PAGE TEXT
■ ■ ■ ■

Korea to bankroll ’smart’ Chicago skyscrapers

By Julie Wernau
Posted July 21, 2010 at 12:00 a.m.

By dimming lights or lowering water temperature on a massive scale, the owners of some of Chicago’s signature skyscrapers are banking on new technology that would dramatically cut the city’s energy usage and save millions of dollars.

The technology is being bankrolled by an unusual source: The Republic of Korea, which, under a complex agreement to be signed today, has agreed to install energy-saving equipment in up to 14 Chicago buildings during the next few months. Korean officials have pledged to pay millions to Illinois colleges for research and development efforts related to “smart grid” technology.

The Koreans have agreed to invest between $10 and $20 million in the buildings project and upwards of $25 million that would include money for research and development related to smart grid.

The organization that represents most of Chicago’s downtown buildings said if the project were expanded to the entire downtown, the energy savings would be enough to shutter a coal-fired power plant. The project is a first-of-its-kind attempt to position Illinois as an industry leader in smart grid efforts, which some ambitiously predict could become an engine for high-paying jobs.

Korea has already invested billions in the technology and is wiring homes and buildings in the south island of Jeju as a demonstration project and plans to expand its smart grid to the entire country by 2030.

In Chicago, people who work in the skyscrapers might not notice the new automated tweaks. The technology enables buildings to communicate back and forth with operators of the electric grid, drawing down power during peak demand hours that reap payments for “returning” energy to the constantly fluctuating power market, said Michael Cornicelli, executive vice president of BOMA/Chicago, whose members represent most of Chicago’s office buildings.

“This has been done on a very limited basis in campus-like settings or individual office buildings, but not to this scale,” he said.

■ ■ ■ ■

DATA EXCERPTS
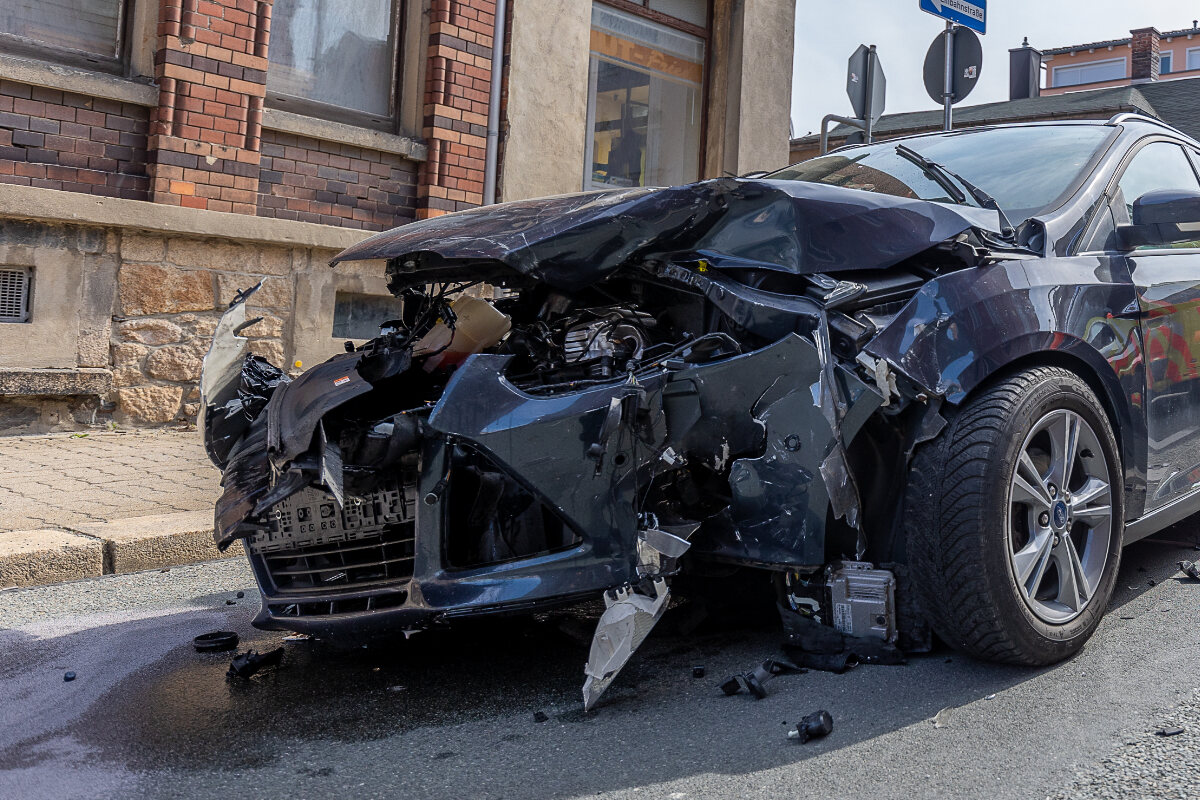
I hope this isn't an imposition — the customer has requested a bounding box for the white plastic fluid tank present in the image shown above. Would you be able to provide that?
[413,295,512,372]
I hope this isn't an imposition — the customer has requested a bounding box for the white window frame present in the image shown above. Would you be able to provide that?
[1050,56,1123,89]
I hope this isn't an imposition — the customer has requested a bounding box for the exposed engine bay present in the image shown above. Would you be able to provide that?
[204,181,1027,705]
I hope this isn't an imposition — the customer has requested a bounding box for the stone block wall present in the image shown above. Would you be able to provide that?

■ ■ ■ ■

WORK REQUIRED
Pick up the article about Korea funding smart-grid equipment for Chicago skyscrapers after its final sentence and write the next few paragraphs.

TASK OUTPUT
Between four and 14 buildings will be selected for the pilot, Cornicelli said, mostly commercial office buildings but a smaller portion will be large residential buildings. Korean engineers are evaluating 20 buildings that have volunteered for the project and the selection process could be completed this month. Cornicelli did not provide the names of those buildings that have volunteered but confirmed that the Aon Center is one of the buildings.

How many buildings are selected will depend on how much retrofitting is needed to automate the systems of the selected buildings. For instance, HVAC systems in the buildings would need to be outfitted with a variable speed motor – essentially the equivalent of a dimmer switch – in order to be a part of the automated system. Similar retrofits would need to be made to lighting and other energy using technology in the buildings, he said.

“Buildings produce 40 percent or greater of greenhouse gases…In a building like the Aon Center or the Hancock, you have a self-contained environment that has an economic incentive to achieve efficiency and thus improve operating costs,” said Matthew Summy, president and CEO of the Illinois Science and Technology Coalition, part of a partnership that includes state and city officials, buildings owners, several Korean companies and the Korean government.

Choi Kyunghwan, Korea’s minister of knowledge economy, called the Korean and U.S. governments “matchmakers” who can introduce businesses in their countries to suitable partners with the goal of creating jobs and increasing tax revenue.

“My wish is that the success of this project will help us establish best practices in the field of smart grids …[and] set the two countries further along the path of cooperation –starting with the green sector and eventually including all industries,” he said.

Korea is hoping that what works in Chicago can be expanded elsewhere in the United States, Canada and Europe, where the real economic opportunity lies.

“The smart grid is the new interstate highway system,” said Geoff Zeiss, director of technology for Autodesk, a $2 billion design and engineering software firm. “…The Koreans are using the Korean market as a spring board to get into much larger markets and because of the size of the U.S. market, the U.S. standards will define world standards.”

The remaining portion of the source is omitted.